Using the listing below, retype exactly the lines starting at the one with "Target: orange high-visibility vest" and ending at the one with "Could you point to the paratrooper", and include both.
--- DATASET Enclosed Below ---
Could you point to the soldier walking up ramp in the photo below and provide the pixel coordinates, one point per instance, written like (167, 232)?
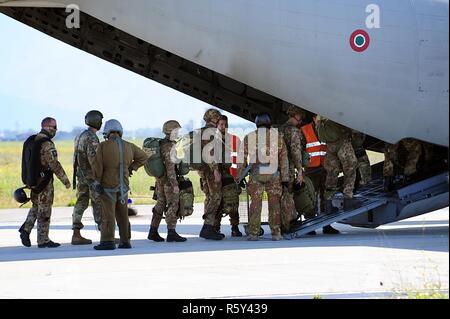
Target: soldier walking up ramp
(379, 208)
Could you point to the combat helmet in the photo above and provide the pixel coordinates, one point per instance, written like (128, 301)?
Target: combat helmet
(112, 126)
(94, 119)
(212, 116)
(263, 120)
(295, 110)
(169, 126)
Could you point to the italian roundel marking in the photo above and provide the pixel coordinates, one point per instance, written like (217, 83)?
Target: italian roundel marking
(359, 40)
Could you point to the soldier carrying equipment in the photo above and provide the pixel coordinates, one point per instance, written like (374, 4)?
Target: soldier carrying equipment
(34, 175)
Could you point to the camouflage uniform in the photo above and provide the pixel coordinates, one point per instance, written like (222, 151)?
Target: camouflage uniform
(105, 167)
(292, 139)
(340, 155)
(42, 202)
(230, 191)
(272, 185)
(317, 176)
(167, 200)
(364, 167)
(391, 154)
(85, 147)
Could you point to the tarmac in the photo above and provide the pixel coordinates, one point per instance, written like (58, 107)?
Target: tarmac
(392, 261)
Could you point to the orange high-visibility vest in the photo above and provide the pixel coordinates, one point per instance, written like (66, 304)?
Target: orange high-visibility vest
(234, 155)
(316, 149)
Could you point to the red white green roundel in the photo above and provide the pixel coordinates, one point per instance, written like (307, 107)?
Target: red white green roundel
(359, 40)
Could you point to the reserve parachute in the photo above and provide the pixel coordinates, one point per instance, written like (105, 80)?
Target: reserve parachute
(34, 175)
(154, 166)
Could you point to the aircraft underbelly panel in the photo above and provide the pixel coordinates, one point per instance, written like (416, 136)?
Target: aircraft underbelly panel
(299, 51)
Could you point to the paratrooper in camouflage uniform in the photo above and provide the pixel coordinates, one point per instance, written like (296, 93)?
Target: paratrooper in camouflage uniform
(42, 202)
(263, 178)
(364, 168)
(413, 148)
(292, 138)
(229, 205)
(85, 148)
(167, 188)
(340, 156)
(210, 177)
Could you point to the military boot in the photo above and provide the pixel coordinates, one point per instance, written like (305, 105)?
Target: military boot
(153, 235)
(124, 245)
(329, 230)
(24, 236)
(208, 232)
(172, 236)
(77, 239)
(329, 208)
(49, 244)
(277, 237)
(217, 230)
(105, 245)
(235, 232)
(351, 204)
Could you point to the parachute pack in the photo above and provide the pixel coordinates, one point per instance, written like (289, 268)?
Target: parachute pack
(186, 198)
(154, 165)
(34, 175)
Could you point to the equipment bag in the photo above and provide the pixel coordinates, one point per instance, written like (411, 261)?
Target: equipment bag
(34, 175)
(154, 166)
(186, 198)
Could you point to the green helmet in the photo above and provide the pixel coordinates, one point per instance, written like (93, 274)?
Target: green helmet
(112, 126)
(212, 116)
(94, 119)
(263, 120)
(169, 126)
(295, 110)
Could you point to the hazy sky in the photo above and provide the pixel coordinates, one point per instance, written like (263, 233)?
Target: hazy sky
(41, 76)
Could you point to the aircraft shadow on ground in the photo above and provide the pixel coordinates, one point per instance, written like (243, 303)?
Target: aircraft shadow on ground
(399, 238)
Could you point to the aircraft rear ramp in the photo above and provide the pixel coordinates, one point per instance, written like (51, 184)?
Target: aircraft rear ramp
(379, 208)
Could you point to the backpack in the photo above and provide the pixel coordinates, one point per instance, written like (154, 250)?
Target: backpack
(154, 166)
(34, 175)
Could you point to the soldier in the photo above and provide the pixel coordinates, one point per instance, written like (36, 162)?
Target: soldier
(364, 168)
(413, 149)
(85, 147)
(208, 170)
(269, 171)
(340, 153)
(313, 191)
(292, 139)
(42, 199)
(167, 188)
(114, 161)
(230, 191)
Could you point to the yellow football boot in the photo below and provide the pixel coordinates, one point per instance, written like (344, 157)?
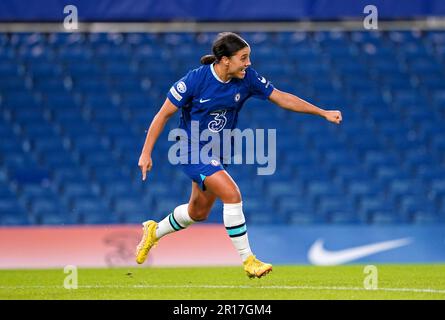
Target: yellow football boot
(255, 268)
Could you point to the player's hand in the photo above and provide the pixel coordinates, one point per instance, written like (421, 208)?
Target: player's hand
(145, 163)
(333, 116)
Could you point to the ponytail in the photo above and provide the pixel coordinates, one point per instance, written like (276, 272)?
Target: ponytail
(208, 59)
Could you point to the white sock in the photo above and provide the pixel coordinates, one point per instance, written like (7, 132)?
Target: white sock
(177, 220)
(236, 228)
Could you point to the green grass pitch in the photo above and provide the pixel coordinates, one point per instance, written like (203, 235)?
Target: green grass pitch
(227, 283)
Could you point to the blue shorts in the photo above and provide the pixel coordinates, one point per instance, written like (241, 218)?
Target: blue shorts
(198, 172)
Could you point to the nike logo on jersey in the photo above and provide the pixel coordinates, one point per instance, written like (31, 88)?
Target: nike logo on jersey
(318, 255)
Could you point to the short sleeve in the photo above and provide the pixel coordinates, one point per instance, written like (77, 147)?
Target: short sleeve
(181, 92)
(259, 86)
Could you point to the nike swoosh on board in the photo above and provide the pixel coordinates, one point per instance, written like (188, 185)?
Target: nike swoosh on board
(318, 255)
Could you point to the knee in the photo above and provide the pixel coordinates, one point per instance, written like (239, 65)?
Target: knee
(198, 211)
(199, 214)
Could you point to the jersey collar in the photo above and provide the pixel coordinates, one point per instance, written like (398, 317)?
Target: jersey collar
(216, 76)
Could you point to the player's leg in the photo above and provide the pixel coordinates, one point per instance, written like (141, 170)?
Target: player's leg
(183, 216)
(224, 187)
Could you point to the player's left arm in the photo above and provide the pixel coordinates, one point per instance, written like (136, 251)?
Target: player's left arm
(293, 103)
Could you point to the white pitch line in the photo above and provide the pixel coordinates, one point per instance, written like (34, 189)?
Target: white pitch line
(148, 286)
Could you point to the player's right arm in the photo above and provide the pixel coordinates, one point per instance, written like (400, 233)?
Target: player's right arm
(167, 110)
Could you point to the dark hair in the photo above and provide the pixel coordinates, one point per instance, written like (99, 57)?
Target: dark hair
(225, 44)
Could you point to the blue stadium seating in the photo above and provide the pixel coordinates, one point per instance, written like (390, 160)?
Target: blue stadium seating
(74, 109)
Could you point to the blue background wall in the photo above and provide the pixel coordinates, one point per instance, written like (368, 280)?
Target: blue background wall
(222, 10)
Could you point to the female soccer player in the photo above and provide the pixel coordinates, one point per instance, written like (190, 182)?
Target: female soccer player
(212, 95)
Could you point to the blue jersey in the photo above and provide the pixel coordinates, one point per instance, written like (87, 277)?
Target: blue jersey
(215, 104)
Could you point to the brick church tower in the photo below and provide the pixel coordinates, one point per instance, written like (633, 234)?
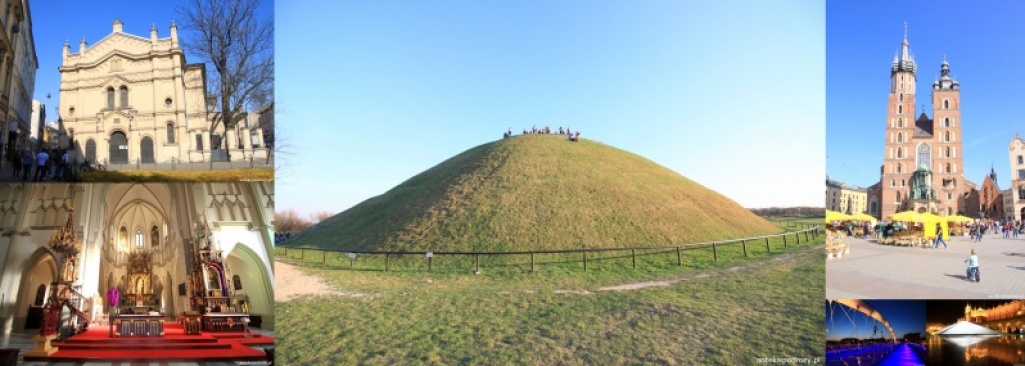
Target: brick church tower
(913, 144)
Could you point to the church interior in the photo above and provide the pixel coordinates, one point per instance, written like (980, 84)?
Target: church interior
(101, 272)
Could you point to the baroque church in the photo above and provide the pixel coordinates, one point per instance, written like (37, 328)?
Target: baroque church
(134, 99)
(158, 249)
(923, 165)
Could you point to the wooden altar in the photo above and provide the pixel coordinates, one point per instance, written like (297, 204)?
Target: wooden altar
(136, 325)
(224, 322)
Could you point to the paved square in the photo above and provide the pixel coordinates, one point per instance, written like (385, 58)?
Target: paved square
(875, 271)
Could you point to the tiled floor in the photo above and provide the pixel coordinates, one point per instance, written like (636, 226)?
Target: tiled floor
(24, 342)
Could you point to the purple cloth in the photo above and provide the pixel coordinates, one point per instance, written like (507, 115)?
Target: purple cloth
(113, 295)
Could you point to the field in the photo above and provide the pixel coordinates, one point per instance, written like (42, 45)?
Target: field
(705, 312)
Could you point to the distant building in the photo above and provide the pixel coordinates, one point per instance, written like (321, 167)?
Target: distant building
(1016, 155)
(844, 198)
(986, 202)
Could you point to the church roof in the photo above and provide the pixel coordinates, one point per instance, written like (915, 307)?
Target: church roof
(923, 126)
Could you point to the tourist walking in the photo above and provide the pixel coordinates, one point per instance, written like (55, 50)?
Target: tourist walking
(939, 238)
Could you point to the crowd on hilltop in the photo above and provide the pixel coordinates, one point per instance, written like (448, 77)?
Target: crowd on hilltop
(569, 133)
(40, 164)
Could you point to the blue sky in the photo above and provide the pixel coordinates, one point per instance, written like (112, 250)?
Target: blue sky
(726, 93)
(982, 42)
(55, 22)
(904, 316)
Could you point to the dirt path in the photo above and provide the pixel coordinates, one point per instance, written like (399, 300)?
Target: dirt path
(291, 283)
(785, 258)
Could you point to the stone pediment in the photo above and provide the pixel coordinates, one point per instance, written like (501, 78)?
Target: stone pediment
(120, 44)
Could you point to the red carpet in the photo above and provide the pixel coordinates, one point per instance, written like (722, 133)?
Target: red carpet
(95, 344)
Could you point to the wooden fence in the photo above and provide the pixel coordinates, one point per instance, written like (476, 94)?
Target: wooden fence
(719, 250)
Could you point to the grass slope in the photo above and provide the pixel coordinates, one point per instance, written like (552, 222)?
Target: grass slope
(537, 192)
(728, 315)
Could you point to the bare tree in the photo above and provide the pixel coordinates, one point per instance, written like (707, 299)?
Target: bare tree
(229, 35)
(290, 221)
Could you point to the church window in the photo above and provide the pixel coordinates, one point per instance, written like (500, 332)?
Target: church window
(110, 97)
(925, 155)
(124, 96)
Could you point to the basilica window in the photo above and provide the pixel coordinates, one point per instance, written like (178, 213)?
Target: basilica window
(110, 97)
(925, 155)
(124, 96)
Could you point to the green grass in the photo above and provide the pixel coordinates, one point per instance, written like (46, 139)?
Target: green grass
(261, 174)
(537, 192)
(730, 312)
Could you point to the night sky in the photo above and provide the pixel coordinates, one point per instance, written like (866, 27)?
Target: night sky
(947, 312)
(904, 316)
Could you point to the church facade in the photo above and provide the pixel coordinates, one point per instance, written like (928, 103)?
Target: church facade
(129, 99)
(923, 166)
(152, 242)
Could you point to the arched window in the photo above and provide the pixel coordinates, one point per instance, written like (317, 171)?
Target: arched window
(925, 155)
(170, 132)
(110, 97)
(124, 96)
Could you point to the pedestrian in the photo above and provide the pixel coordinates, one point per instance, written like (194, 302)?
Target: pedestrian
(41, 159)
(973, 267)
(939, 238)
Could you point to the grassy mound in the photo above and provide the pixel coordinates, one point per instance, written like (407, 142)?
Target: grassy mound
(537, 192)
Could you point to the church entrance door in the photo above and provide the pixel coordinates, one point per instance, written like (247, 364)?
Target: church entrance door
(146, 148)
(119, 148)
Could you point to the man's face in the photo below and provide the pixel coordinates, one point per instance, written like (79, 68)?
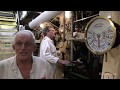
--- End of Enclosed DATASET ---
**RESPONSE AREA:**
Target: orange high-visibility vest
(234, 155)
(316, 149)
Could you point to the red white green roundel in the photo above and provide the pixel coordinates, one point per instance, written like (307, 107)?
Target: red white green roundel
(359, 40)
Could you point to the reserve parachute in the photo above and provide the pixel coordinates, one point per instance, written like (105, 80)?
Target: reserve parachute
(34, 175)
(154, 166)
Could you point to the aircraft underbelly panel in the photo above and provide the pixel coordinates, one point per instance, written like (416, 136)?
Target: aircraft underbelly panel
(299, 51)
Could you point to the paratrooper in camouflage uniform in the photo above and provide the pixel coordinates, one point per instance, written like (296, 93)?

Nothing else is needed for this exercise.